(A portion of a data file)
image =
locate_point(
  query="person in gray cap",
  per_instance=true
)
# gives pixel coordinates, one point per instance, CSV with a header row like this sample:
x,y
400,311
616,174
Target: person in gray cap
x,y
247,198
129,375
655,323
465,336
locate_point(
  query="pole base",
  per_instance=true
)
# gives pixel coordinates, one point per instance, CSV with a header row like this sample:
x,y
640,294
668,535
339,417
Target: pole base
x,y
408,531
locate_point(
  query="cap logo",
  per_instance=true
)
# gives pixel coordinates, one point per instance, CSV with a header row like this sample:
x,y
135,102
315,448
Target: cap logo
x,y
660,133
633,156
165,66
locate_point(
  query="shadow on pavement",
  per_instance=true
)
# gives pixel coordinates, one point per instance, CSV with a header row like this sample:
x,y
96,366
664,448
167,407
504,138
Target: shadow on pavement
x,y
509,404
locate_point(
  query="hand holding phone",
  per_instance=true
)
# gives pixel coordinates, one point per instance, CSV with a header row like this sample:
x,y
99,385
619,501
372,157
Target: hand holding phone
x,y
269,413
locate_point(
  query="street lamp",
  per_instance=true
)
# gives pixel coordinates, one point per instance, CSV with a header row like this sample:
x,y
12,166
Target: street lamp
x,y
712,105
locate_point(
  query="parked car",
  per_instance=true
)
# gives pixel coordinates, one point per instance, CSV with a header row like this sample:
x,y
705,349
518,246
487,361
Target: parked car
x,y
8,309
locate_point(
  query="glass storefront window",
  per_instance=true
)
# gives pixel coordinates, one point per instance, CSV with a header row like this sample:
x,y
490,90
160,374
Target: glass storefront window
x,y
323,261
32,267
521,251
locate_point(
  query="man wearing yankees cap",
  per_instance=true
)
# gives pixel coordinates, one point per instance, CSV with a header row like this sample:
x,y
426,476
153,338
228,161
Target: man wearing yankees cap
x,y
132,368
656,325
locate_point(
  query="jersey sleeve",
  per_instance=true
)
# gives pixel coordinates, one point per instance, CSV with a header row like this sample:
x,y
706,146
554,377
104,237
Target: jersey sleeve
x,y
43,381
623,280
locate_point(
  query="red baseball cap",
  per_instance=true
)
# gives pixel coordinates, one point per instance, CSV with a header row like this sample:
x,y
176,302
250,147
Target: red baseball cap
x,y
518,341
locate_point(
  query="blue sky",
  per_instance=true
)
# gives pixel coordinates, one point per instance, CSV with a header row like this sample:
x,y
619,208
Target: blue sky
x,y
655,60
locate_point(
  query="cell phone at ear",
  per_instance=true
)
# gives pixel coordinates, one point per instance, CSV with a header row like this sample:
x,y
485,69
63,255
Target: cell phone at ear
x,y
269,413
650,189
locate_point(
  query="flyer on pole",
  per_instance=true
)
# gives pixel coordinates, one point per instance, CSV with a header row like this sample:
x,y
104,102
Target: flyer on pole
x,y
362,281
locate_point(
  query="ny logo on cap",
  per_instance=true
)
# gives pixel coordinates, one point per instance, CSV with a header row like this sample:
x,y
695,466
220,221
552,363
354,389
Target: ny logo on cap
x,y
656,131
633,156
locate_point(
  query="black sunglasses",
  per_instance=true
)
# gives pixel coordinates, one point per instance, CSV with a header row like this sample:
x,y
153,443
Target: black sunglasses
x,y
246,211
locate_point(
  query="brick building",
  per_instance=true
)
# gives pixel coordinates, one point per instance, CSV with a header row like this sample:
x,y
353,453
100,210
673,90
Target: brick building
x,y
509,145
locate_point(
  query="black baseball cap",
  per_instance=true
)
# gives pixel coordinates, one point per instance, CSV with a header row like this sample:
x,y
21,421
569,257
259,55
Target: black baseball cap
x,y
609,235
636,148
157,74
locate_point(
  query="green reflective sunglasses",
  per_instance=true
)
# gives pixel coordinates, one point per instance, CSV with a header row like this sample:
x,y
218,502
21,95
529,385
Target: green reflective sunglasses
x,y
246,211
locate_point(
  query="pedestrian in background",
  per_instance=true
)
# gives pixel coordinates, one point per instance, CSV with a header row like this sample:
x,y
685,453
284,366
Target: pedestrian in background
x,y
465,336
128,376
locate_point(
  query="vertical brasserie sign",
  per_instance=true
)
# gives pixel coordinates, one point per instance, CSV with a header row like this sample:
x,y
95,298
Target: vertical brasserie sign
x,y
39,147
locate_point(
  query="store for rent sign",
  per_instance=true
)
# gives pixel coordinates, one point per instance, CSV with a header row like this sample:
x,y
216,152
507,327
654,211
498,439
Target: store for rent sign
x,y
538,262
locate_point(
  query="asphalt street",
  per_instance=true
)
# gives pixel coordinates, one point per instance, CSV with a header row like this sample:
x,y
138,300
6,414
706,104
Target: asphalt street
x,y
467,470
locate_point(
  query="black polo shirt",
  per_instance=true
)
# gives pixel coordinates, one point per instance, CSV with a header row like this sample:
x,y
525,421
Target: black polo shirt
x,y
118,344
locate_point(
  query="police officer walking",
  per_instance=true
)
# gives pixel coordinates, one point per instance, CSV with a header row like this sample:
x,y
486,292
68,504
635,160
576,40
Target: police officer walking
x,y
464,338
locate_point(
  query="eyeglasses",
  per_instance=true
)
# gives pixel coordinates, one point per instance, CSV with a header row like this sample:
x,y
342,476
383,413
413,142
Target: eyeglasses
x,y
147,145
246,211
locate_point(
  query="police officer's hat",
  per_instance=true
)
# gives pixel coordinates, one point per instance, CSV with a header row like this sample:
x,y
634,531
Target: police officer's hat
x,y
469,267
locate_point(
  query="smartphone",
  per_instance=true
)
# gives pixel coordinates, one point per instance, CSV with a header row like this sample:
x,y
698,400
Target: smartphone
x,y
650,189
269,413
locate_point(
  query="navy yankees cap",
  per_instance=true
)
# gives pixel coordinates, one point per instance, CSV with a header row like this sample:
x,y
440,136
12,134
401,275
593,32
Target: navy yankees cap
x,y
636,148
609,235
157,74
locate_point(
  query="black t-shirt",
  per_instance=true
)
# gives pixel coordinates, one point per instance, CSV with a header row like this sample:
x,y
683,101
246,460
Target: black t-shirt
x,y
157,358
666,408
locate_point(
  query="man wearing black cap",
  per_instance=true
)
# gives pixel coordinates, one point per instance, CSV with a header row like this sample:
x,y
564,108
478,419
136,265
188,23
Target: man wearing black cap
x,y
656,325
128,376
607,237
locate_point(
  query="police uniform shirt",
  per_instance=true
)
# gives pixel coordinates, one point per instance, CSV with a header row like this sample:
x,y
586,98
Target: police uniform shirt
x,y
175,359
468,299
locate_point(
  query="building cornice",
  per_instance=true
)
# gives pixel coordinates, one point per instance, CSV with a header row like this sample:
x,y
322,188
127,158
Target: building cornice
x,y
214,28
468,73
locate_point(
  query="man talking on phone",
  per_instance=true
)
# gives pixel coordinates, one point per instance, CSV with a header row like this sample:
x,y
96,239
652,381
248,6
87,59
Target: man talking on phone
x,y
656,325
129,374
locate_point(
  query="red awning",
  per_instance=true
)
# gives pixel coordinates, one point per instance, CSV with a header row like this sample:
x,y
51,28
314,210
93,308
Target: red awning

_Challenge:_ Collect every line of the records above that contains the string "shirt", and copy each one in full.

_Solved problem:_
  query="black polo shirt",
Target: black polo shirt
  query="black t-shirt",
Target: black t-shirt
  query="police uniform shirt",
Target: police uniform shirt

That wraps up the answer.